* start RAW DATA *

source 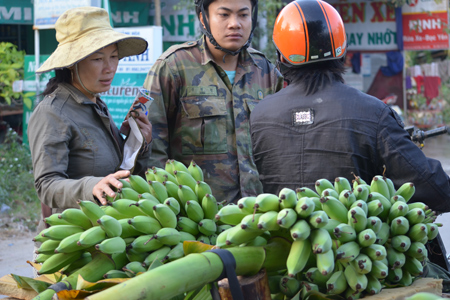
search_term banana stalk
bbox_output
[86,238,290,300]
[32,252,127,300]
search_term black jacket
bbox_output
[250,82,450,212]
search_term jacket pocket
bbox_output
[180,96,228,155]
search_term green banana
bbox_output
[280,275,301,298]
[361,244,387,262]
[286,239,312,277]
[142,246,172,268]
[395,182,416,202]
[176,216,200,236]
[111,199,144,219]
[77,200,105,226]
[173,170,197,191]
[95,236,127,254]
[369,260,389,279]
[367,200,384,217]
[184,200,205,223]
[320,196,348,223]
[38,250,83,275]
[103,270,130,279]
[54,232,86,253]
[226,226,262,245]
[336,241,361,263]
[258,210,280,231]
[391,235,411,252]
[365,274,383,295]
[408,223,428,242]
[35,238,61,254]
[326,271,348,295]
[153,203,178,228]
[254,193,280,212]
[375,222,390,245]
[295,187,320,199]
[163,197,181,215]
[194,181,212,202]
[334,177,352,194]
[277,208,297,229]
[200,194,219,220]
[391,217,412,236]
[367,216,382,234]
[128,216,162,234]
[127,234,164,252]
[316,250,335,276]
[386,246,406,269]
[290,219,311,241]
[333,223,357,243]
[314,178,334,195]
[128,174,151,194]
[163,243,184,262]
[59,208,92,230]
[344,264,368,292]
[237,196,256,214]
[148,180,169,203]
[97,215,122,238]
[153,227,181,246]
[405,242,428,261]
[358,229,377,248]
[77,226,106,247]
[307,210,328,228]
[388,201,409,220]
[178,184,198,208]
[350,253,372,274]
[116,188,140,201]
[43,213,74,226]
[215,204,248,226]
[353,185,370,202]
[295,197,316,219]
[348,206,367,233]
[403,256,423,276]
[370,175,391,199]
[278,188,298,209]
[41,225,84,241]
[385,268,403,284]
[122,261,147,276]
[310,228,332,254]
[132,196,160,218]
[198,219,217,236]
[188,160,204,181]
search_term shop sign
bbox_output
[327,0,398,51]
[402,0,449,50]
[0,0,33,25]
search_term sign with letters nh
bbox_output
[402,0,449,50]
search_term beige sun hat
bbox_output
[36,6,147,73]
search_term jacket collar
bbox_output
[197,35,257,68]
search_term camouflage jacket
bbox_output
[144,38,283,202]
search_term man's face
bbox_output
[200,0,252,51]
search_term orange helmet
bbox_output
[273,0,347,66]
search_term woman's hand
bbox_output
[92,170,130,205]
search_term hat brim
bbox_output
[36,29,148,74]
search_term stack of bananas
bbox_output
[34,160,221,280]
[216,175,442,299]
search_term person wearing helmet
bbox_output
[250,0,450,212]
[144,0,283,202]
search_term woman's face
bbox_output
[200,0,252,51]
[73,44,119,102]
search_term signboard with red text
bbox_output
[327,0,398,51]
[402,0,449,50]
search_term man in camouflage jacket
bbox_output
[144,0,283,202]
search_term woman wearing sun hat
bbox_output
[28,7,152,227]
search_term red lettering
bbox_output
[370,2,384,23]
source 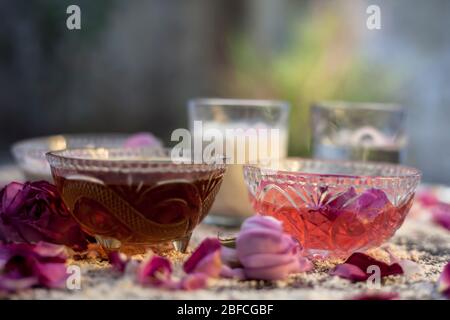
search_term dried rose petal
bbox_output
[330,263,369,282]
[220,265,246,280]
[241,215,283,232]
[352,292,399,300]
[347,188,390,219]
[0,181,88,250]
[183,238,222,277]
[176,273,208,291]
[416,189,439,207]
[236,215,311,280]
[0,242,68,291]
[331,252,404,281]
[431,202,450,230]
[438,262,450,299]
[108,251,130,273]
[124,132,162,148]
[386,248,422,277]
[137,256,173,288]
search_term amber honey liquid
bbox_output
[54,173,222,244]
[252,190,413,258]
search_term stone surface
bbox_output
[4,217,450,299]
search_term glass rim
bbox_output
[312,100,405,112]
[244,157,422,181]
[45,147,226,172]
[188,98,290,111]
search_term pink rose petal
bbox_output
[331,252,404,281]
[220,265,245,280]
[330,263,369,282]
[183,238,222,277]
[352,292,399,300]
[297,257,314,272]
[438,262,450,299]
[241,215,283,232]
[176,273,208,291]
[137,256,173,288]
[108,251,130,273]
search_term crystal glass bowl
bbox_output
[11,134,134,181]
[47,148,225,251]
[244,158,421,257]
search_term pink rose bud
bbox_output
[236,215,312,280]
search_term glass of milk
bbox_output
[188,98,290,226]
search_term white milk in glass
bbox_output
[194,122,287,225]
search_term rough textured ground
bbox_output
[0,167,450,300]
[6,215,450,299]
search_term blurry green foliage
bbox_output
[227,11,400,156]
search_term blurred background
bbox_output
[0,0,450,184]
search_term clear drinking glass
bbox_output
[311,101,407,163]
[188,99,290,226]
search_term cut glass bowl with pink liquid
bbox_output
[244,158,421,258]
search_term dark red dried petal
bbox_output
[352,292,399,300]
[137,256,172,287]
[0,181,88,250]
[438,262,450,299]
[108,251,130,273]
[331,252,404,281]
[345,252,403,277]
[0,243,68,291]
[183,238,221,273]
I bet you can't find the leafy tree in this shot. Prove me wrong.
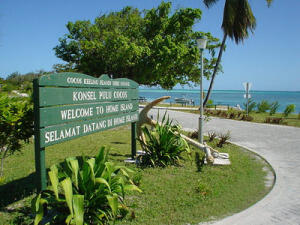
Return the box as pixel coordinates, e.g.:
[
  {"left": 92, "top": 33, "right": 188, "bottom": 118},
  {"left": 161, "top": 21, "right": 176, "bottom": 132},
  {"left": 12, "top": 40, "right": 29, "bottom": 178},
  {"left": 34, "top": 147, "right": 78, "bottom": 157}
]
[
  {"left": 54, "top": 2, "right": 221, "bottom": 88},
  {"left": 257, "top": 100, "right": 271, "bottom": 113},
  {"left": 203, "top": 0, "right": 273, "bottom": 105},
  {"left": 0, "top": 93, "right": 33, "bottom": 177}
]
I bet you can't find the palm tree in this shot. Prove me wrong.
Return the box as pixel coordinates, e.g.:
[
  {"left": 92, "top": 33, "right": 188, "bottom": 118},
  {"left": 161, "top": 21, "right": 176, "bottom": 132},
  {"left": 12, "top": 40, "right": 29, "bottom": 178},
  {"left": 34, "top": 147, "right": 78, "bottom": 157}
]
[{"left": 203, "top": 0, "right": 273, "bottom": 105}]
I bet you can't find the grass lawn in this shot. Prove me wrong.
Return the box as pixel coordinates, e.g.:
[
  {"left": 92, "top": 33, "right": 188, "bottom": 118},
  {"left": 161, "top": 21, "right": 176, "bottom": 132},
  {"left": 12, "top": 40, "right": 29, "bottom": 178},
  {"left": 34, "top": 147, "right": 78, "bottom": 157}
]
[{"left": 0, "top": 126, "right": 271, "bottom": 224}]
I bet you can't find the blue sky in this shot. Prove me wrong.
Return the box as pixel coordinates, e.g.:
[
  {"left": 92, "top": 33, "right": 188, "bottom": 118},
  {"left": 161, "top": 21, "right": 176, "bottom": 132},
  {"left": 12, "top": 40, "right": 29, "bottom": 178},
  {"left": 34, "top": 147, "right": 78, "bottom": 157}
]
[{"left": 0, "top": 0, "right": 300, "bottom": 91}]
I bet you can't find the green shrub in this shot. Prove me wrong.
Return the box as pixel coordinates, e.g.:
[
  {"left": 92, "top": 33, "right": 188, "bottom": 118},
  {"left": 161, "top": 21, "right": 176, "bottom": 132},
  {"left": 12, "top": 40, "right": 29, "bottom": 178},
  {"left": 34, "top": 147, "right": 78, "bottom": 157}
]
[
  {"left": 0, "top": 93, "right": 33, "bottom": 177},
  {"left": 283, "top": 104, "right": 296, "bottom": 117},
  {"left": 207, "top": 131, "right": 217, "bottom": 142},
  {"left": 270, "top": 101, "right": 280, "bottom": 116},
  {"left": 139, "top": 114, "right": 190, "bottom": 167},
  {"left": 217, "top": 131, "right": 231, "bottom": 148},
  {"left": 257, "top": 100, "right": 271, "bottom": 113},
  {"left": 32, "top": 147, "right": 141, "bottom": 225}
]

* end RAW DATA *

== THE REQUEST ==
Can you copy everything from the line containing "search_term blurred background" down to the line containing "[183,238,221,273]", with both of those lines included and nothing altered?

== RESULT OF THE TASK ==
search_term blurred background
bbox_output
[0,0,450,184]
search_term clear drinking glass
bbox_output
[311,101,407,163]
[188,99,290,226]
search_term cut glass bowl with pink liquid
bbox_output
[244,158,421,258]
search_term dark red dried petal
bbox_output
[352,292,399,300]
[137,256,172,287]
[0,181,88,250]
[438,262,450,299]
[108,251,130,273]
[331,252,404,281]
[345,252,403,277]
[0,243,68,291]
[183,238,221,273]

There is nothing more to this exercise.